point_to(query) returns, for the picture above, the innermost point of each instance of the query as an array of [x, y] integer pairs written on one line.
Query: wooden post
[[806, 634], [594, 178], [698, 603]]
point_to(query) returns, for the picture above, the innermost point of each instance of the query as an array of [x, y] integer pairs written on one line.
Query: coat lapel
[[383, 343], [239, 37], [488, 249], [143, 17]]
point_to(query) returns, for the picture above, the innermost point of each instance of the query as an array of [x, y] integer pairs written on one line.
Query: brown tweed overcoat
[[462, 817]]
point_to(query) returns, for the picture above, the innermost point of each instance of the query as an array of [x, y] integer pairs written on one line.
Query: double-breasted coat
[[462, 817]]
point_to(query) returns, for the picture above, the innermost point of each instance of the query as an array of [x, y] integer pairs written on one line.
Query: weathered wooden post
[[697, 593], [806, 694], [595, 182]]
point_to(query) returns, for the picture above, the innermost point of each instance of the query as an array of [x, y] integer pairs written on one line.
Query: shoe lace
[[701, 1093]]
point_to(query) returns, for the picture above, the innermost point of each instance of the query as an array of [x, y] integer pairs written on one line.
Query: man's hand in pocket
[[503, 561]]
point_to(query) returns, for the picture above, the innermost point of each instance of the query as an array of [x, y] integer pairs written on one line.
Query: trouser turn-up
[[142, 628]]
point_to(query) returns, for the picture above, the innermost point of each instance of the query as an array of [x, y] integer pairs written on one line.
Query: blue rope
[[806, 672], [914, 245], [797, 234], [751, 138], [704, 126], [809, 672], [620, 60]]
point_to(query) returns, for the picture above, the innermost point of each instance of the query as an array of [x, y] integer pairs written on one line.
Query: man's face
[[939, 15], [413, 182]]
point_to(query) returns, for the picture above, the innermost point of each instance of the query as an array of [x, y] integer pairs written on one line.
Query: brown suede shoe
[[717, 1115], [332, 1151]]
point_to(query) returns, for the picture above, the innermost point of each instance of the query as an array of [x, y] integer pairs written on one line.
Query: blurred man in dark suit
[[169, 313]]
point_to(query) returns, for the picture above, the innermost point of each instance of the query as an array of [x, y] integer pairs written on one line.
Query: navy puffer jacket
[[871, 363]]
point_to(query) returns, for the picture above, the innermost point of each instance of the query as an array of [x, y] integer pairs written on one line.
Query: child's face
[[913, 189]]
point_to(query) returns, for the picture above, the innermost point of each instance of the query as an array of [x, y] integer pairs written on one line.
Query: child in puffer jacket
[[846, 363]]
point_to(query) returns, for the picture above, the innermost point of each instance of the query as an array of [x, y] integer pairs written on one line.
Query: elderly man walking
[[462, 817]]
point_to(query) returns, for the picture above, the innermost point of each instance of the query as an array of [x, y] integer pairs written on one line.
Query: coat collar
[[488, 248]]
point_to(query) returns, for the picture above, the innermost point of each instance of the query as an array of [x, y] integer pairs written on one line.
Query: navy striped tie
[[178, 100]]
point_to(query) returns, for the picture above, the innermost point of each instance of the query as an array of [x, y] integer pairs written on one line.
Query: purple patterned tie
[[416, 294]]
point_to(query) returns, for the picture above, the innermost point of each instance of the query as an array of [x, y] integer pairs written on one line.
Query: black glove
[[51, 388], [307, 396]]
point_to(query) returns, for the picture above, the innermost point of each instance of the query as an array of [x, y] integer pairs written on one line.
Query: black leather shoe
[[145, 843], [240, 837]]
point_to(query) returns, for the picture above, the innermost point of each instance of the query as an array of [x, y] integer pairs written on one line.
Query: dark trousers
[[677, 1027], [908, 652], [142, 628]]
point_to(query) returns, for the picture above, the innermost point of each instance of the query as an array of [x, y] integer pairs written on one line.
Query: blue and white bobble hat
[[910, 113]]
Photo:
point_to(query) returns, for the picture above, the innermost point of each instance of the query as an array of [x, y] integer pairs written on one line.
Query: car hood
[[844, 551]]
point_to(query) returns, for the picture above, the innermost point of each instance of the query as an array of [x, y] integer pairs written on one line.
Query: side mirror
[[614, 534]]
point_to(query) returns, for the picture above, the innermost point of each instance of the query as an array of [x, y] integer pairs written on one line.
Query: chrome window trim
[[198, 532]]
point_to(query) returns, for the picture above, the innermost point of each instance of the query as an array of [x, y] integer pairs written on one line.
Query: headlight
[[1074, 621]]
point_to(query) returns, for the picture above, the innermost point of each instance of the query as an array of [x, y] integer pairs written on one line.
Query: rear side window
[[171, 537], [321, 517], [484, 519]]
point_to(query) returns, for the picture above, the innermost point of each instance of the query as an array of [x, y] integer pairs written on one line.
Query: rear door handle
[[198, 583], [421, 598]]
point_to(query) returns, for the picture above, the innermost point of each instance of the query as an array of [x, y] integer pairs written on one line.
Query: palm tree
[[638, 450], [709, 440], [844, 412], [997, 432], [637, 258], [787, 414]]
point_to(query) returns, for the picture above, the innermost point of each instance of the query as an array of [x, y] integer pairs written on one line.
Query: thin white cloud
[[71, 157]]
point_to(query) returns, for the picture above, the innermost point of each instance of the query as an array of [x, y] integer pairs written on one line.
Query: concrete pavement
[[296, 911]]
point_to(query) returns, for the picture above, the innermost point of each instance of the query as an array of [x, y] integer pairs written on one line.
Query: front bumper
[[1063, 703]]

=-=-=-=-=

▸ What needs to be done
Give the listing above again, word for word.

▸ Expected output
point_to(query) returns, for the picture above, the innermost point of each instance of the query as an array of [x, y] integer pairs written on one line.
Query: wooden post
[[806, 634], [594, 178], [698, 603]]
point_to(query) returns, for the picture above, the innermost point of each instance of the query as an array of [x, y] integer pairs written on one line.
Query: coat lapel
[[383, 343], [239, 37], [488, 249], [143, 17]]
point_to(query) returns, for the picture above, the innermost point of each instance of the query as an array of [x, y] integer pairs written on one line.
Query: brown tweed overcoat
[[462, 817]]
point_to(query) returns, for the picture above, the innermost point of each instance of the query as an array of [x, y] integer pairs written on one line.
Query: double-breasted coat
[[462, 817]]
point_to(query) returns, for the picture above, the innermost point of each instance of the query as an array of [x, y] integer pairs written on one line.
Query: weathered wooden post
[[697, 593], [806, 694], [595, 182]]
point_to(query) returns, for the picture above, the innermost point of each instance of the query as an array of [x, y] integer pairs written on one line.
Query: shoe lace
[[701, 1093]]
point_to(query) returns, for the picture above, the innermost point of each instance of the query as an array of [x, y] integer pairs written on one line.
Query: man's hand in pocket
[[503, 561]]
point_to(query) returns, for the picture above, the innermost point of each instance of the query as an array of [x, y] integer pairs written on one line.
Query: trouser turn-up
[[142, 628]]
point_to(query) returns, for the picture above, the innermost point of each instance of the query as an array of [x, y] integer pairs written on one line.
Query: blue rope
[[806, 672], [914, 245], [797, 234], [751, 138], [704, 126], [809, 672], [620, 60]]
point_to(query) returns, for the picture above, the innermost point of each instance of the query as an array of [x, y] integer pairs written on one line.
Query: man's face
[[939, 15], [413, 182]]
point_to(query) returns, for the picture above, the innermost point of each instance of the query as an array of [x, y] integer pairs written on one line.
Query: brown suede shoe
[[717, 1115], [332, 1151]]
point_to(query) returns, for the picture above, the innermost point of each instance of the query as an array of [x, y] integer pairs written on one line.
Query: blurred man in dark suit
[[169, 313]]
point_to(query) returns, for the picture above, the innermost point of each instance of the query as an array of [x, y] integer pairs written on one line.
Query: navy puffer jacket
[[871, 363]]
point_to(query) returns, for the picture above, the innermost point of each instance of the query as an array of [x, y] integer pairs written on one line.
Query: child's face
[[913, 189]]
point_to(query) returns, for the picture above, the innermost point of each instance of the query as an array of [x, y] integer pairs written on one line.
Query: child in puffer jacket
[[846, 363]]
point_to(query) returns, for the picture above, the innermost point of each instance of the query as an array of [x, y] integer pairs written on one line.
Query: elderly man walking
[[462, 817]]
point_to(query) returns, for the picture above, the innermost point of each instance of the query as an array of [x, y] integer pairs written on one line.
Query: coat collar
[[488, 248]]
point_to(query) returns, for the picture above, the innermost point of each instance of the query as an array of [x, y] integer pairs written on one line.
Query: navy striped tie
[[178, 100]]
point_to(query) returns, for the picture above, the innermost point of each instance of the query as an array of [x, y] integer pairs written on one line.
Query: purple patterned tie
[[416, 294]]
point_to(query) returns, for the picture above, the innermost point of each instance of the query as an array of [x, y] integer pairs written on one line.
Query: black glove
[[51, 388], [307, 396]]
point_to(query) returns, for the picture above, the innermost point of each instance of the query as an array of [x, y] integer pairs written on one line.
Query: black leather shoe
[[145, 843], [240, 837]]
point_to(query) returns, for the picture above, the innermost point of each instance of the query as an array of [x, y] integer pairs written on one line.
Query: dark trousers
[[677, 1027], [908, 652], [142, 628]]
point_to(query) returns, for the picture above, the innermost point of each instance of the query as an array of [x, y] integer pairs written on one line.
Query: blue and white bobble hat
[[910, 113]]
Photo:
point_to(query) returns, for the picture above, the innermost point of each instance of the query as an array of [x, y] integer pairs written on one line.
Query: car hood
[[844, 551]]
point_to(query) returns, for the picture above, the innermost point of each instance of the query as an array of [x, y] integer pairs written on one line.
Query: side mirror
[[614, 534]]
point_to(query) returns, for the picture above, the innermost point of each instance of the query as an array of [x, y] integer pairs written on one line.
Query: chrome window trim
[[198, 532]]
point_to(query) returns, for the picture above, the innermost point of each instance of the query as an array of [x, y] integer pairs written on one line.
Query: headlight
[[1074, 621]]
point_to(query) returns, for the picture above, the innermost point of each instance of the query as an array of [x, y] integer pairs written on one line.
Query: rear side window
[[171, 537], [321, 517], [484, 519]]
point_to(query) returns, for the picture above, the innermost point of each instance of the query as an array of [x, y] integer pairs written on one line.
Query: rear door handle
[[198, 583], [421, 598]]
point_to(query) returns, for the picture above, the innermost point of each instance of the query as an array of [x, y] integer pairs written on one line.
Query: palm tree
[[638, 450], [709, 440], [844, 412], [997, 432], [637, 258], [787, 414]]
point_to(query) returns, for the picture above, the innermost point of each instance of the query as an array of [x, y] integer pairs written on one line.
Query: thin white cloud
[[71, 157]]
point_to(query) returns, for the picture above, the innermost point of each instance of the query as an array of [x, y] integer pairs written on one line.
Query: concrete pavement
[[296, 911]]
point_to(query) returns, for the picture above, the innermost point of each instance of the query as an array of [x, y] integer pairs written on one line.
Query: front bumper
[[1063, 703]]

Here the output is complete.